Rewrite every line of the records below as a numbered list, omitting the blank lines.

━━━━━━

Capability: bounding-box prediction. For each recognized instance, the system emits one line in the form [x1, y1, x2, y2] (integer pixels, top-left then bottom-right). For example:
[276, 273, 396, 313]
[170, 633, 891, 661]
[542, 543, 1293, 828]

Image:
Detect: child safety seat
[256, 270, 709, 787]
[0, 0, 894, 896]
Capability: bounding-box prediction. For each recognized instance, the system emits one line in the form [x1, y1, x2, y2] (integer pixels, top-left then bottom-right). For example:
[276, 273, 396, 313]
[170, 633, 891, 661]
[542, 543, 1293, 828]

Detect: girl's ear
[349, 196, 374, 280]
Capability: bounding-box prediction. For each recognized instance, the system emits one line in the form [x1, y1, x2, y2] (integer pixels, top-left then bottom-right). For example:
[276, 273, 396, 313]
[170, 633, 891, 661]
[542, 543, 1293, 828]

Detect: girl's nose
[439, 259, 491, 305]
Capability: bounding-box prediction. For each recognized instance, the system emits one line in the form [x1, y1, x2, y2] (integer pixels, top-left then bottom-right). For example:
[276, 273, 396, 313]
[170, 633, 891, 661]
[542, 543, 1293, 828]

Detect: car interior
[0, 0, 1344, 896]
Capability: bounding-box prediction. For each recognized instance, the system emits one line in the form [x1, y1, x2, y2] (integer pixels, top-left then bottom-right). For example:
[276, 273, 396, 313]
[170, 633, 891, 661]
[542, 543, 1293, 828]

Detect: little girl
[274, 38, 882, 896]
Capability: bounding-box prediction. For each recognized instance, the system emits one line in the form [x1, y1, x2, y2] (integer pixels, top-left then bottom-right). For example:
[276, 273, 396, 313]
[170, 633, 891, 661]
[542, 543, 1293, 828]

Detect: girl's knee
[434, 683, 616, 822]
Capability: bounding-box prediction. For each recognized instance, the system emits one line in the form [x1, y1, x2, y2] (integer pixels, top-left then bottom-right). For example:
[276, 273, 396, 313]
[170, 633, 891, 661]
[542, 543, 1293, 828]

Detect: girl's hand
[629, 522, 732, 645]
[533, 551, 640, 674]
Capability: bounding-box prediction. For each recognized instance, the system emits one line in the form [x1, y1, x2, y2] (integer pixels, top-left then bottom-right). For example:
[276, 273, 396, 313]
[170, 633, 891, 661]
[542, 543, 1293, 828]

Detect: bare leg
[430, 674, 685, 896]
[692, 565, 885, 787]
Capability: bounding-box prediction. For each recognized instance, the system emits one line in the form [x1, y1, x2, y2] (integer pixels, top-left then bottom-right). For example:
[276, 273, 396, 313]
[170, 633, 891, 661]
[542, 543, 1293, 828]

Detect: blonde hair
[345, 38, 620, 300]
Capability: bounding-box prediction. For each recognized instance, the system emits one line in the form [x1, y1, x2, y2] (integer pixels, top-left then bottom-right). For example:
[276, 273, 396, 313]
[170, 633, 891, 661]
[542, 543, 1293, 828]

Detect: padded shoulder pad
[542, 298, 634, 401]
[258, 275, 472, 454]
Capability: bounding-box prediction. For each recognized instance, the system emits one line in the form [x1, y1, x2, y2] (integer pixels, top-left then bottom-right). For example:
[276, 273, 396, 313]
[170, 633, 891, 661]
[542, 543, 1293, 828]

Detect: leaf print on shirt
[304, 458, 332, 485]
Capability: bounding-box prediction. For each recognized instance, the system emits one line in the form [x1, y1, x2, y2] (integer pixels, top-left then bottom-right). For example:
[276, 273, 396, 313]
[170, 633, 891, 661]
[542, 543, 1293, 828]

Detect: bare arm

━━━━━━

# [Exercise output]
1. Capability: bounding-box prediction. For each recognized instance, the system emits one line in the form [x1, y1, x2, y2] (integer pixels, top-left then bottom-right). For example:
2. [276, 273, 396, 313]
3. [170, 633, 891, 661]
4. [542, 543, 1293, 828]
5. Image:
6. Detect: child safety seat
7. [256, 270, 709, 787]
8. [0, 0, 894, 896]
9. Capability: bounding-box prediction. For each recognized instance, the system emits one line in the form [x1, y1, x2, y2] (integer pixels, top-left then bottom-right). For example:
10. [276, 273, 396, 313]
11. [170, 633, 891, 661]
12. [542, 543, 1293, 828]
13. Detect: girl's ear
14. [349, 196, 374, 280]
15. Capability: bounding-box prediction. For each recognized instance, the system emits one line in the form [x1, y1, x2, y2] (integer pixels, top-left then bottom-right). For example:
16. [276, 273, 396, 313]
17. [170, 633, 891, 661]
18. [542, 543, 1293, 828]
19. Detect: girl's nose
20. [439, 259, 491, 305]
21. Capability: bounding-box prediction. For each recognized instance, the system emits one line in the form [x1, y1, x2, y2] (integer pixels, top-left then bottom-right). For example:
22. [276, 273, 396, 313]
23. [170, 633, 891, 661]
24. [542, 543, 1293, 828]
25. Detect: car interior
26. [0, 0, 1344, 896]
27. Capability: bounding-box prediction. For each recognized instance, the system emits one line in the form [x1, y1, x2, y2] (integer pixels, top-left then bottom-right). For example:
28. [276, 273, 396, 313]
29. [170, 633, 891, 661]
30. [542, 543, 1293, 828]
31. Detect: little girl
32. [274, 38, 882, 896]
33. Capability: bounding-box prediction. For each recognized instance, the system emits one line in the form [x1, y1, x2, y2] (integer pixels, top-left then bottom-right). For example:
34. [276, 273, 396, 313]
35. [170, 633, 891, 661]
36. [542, 543, 1293, 828]
37. Detect: girl's knee
38. [434, 683, 616, 822]
39. Capability: bounding-box prediction. For each recognized instance, the system emits one line in the form [x1, y1, x2, y2] (integer pixels, top-left then bottom-right). For example:
40. [276, 273, 396, 313]
41. [170, 633, 891, 661]
42. [542, 543, 1293, 828]
43. Detect: girl's hand
44. [629, 522, 732, 645]
45. [533, 551, 640, 674]
46. Capability: bounding-box prediction. For each recognized instance, the system emits one line in the form [x1, y1, x2, y2] (integer pixels, top-left then bottom-right). For example:
47. [276, 273, 396, 313]
48. [170, 633, 891, 661]
49. [542, 543, 1293, 828]
50. Detect: bare leg
51. [430, 674, 685, 896]
52. [692, 565, 885, 787]
53. Capability: bounding-box prediction. For each recognized instance, the system emits one line in the form [x1, y1, x2, y2] (integer pixels, top-left then bottom-right). For example:
54. [276, 273, 396, 313]
55. [170, 633, 891, 661]
56. [542, 543, 1293, 828]
57. Detect: blonde hair
58. [345, 38, 620, 300]
59. Capability: bounding-box prediction. For each recognized instance, the system emits one line in the form [x1, y1, x2, y2] (integer pixels, top-left then bottom-right). For example:
60. [276, 273, 396, 313]
61. [170, 633, 891, 661]
62. [542, 543, 1293, 828]
63. Detect: padded shoulder pad
64. [542, 298, 634, 401]
65. [258, 275, 472, 454]
66. Capability: bounding-box prediction. For each recognized instance, the system emits one line in the form [x1, y1, x2, y2] (integer pixels, top-left then bottom-right). For example:
67. [276, 273, 396, 313]
68. [170, 633, 891, 661]
69. [542, 543, 1293, 828]
70. Detect: leaf print on shirt
71. [304, 458, 332, 485]
72. Capability: bounding-box prediction. For each recognized instance, the system emits one line in the form [x1, y1, x2, y2] (integer pixels, top-left then bottom-right). For example:
73. [276, 273, 396, 313]
74. [170, 633, 891, 661]
75. [542, 543, 1293, 828]
76. Detect: bare arm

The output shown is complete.